*Set exercise A*: Which events and projects does the profile of Laura Sorvala mention by name?
*Set exercise B*:
Answer these questions from the profile of Laura Sorvala:
(i) Where does Emily Wilkinson live?
(ii) How long has Come To Your Senses been around?
(iii) In which coffee house does the interview take place?
*Set exercise C*: Could you carry on the profile of Laura Sorvala from where it stops?

Supported By @CreativeCardiff
Laura Sorvala is what you might call a ‘doer.’ Cardiff, as a city and a community, is full of people like Laura. They love helping to build community and they’re always thinking of incredibly creative ways to do that.
If ever I’m asked about what Cardiff is like as a place by someone who has never been, I’ll always talk about the kind of projects that Sorvala is involved in. That’s partly why our city is so fresh and dynamic – the scenery is always changing.
“I do a lot of the sort of stuff where I work as a facilitator with people and help them visualise their ideas and business plans or things like that,” she explains while we sit in the beautifully warm Barker Coffee house. “If you go to an event, you might think ‘That was a really good thing that some person said but I can’t remember…’ That’s what I’ve been doing recently.”
Sorvala works a designer by day. However, she’s also a prolific freelancer doing illustration for clients in her time off or helping people to build their community projects.
“At the moment I work full time. I like design as a job but for my free time, it’s been changing a bit. I was involved in organising the PlayARK games festival and the bigger game Everwake and that’s been going on almost a year,” she explains when asked to summarise the things she does. “Now that that’s done, I’ve been involved with quite a few of these Come to Your Senses projects because of the Design Festival. That’s currently what I’ve been doing.”
Come To Your Senses is a project which looks at how people feel about spaces. The official description on the project’s website reads, “[Come To Your Senses] enables a way for people to express their feelings about the urban environment and share their ideas for improvements.”
The project has been around for a year and a half now, although Sorvala and her colleague Emily Wilkinson (who lives in London) are now finding that people are engaging with the project in a new way,
“We’ve found a way with engaging with people and presenting community, collaborative findings about what people say and how they feel about things. There are a lot of people who want to know about how people feel about places and areas,” she says. “One and a half years ago, that wasn’t interesting. People didn’t care about it. Now they do.”
This follows a trend in Cardiff – the community is beginning to think about the way that they use the city and how that affects their innate creativity.
Asked what she thought of this phenomenon, Sorvala replies,
“People are looking at what happens behind certain streets or people – what’s behind them, why does it work? That’s a question that designers have always asked but now people are saying that it’s not just about advertising or profits. There’s a lot of stuff that matters.”

*Data lines*:
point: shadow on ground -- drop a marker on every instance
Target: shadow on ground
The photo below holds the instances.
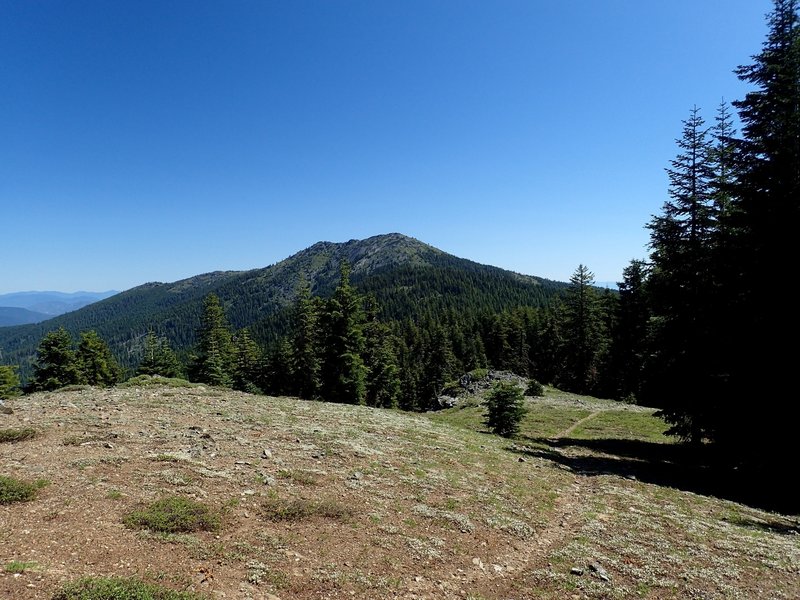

*Exercise output A*: PlayARK games festival, Everwake, Come to Your Senses, Design Festival

*Exercise output B*:
(i) London
(ii) A year and a half
(iii) Barker Coffee house

*Exercise output C*:
One of the principal concerns for Sorvala is the way that people see the space around them.
Take a space like Milgi Lounge, for example. For several years, Milgi has been an amazing creative space where you could sit and write a novel in the presence of film makers, musicians or straightforward spectators. No-one would bat an eyelid at that in this Roath bar. They’ve showcased artwork, promoted life drawing classes and even hosted a regular burlesque evening in the past.
The desire for more places like Milgi lines up with the findings of Come To Your Senses so far,
“It seems that the thing people say the most is that people really value their local community. There’s a sense of ownership and belonging. Or if they don’t feel that enough, they want more of it. Also, coming from that, what people usually say the most is that they want to have community centres and community hubs. That’s the thing that people say the most. Overall, it’s the desire to have more local hubs where people can come and do things – usually linked to creativity. Or spaces that have multiple usage. Blending the boundaries between cafe, workshop, community centre and having places where you can do all of these things.”
It’s interesting that she mentions the blending of purposes that is beginning to occur in Cardiff. I mention to her that Made In Roath is ‘creating’ dozens of gallery spaces over the weekend of the 16 and 17 October by encouraging the community to open its doors and showcase their creativity.
“What I’m interested to see is whether they’ll showcase the work in their living space or is that also the space where they work as well? Do they blend the space where they live and work already or is it a temporary thing?” she asks without really waiting for a response, “Either way, it’s interesting – but I think the open house is an example of how people could work from home if they can’t afford space. The idea of a flexible space that can be for relaxing, doing everyday mundane stuff, working, socialising.”
I ask her if she could give some examples of places that she thinks are closest to the vision that she has for the blending of spaces. Interestingly, there’s only one similarity between her selection and my prediction – that’s probably a great sign!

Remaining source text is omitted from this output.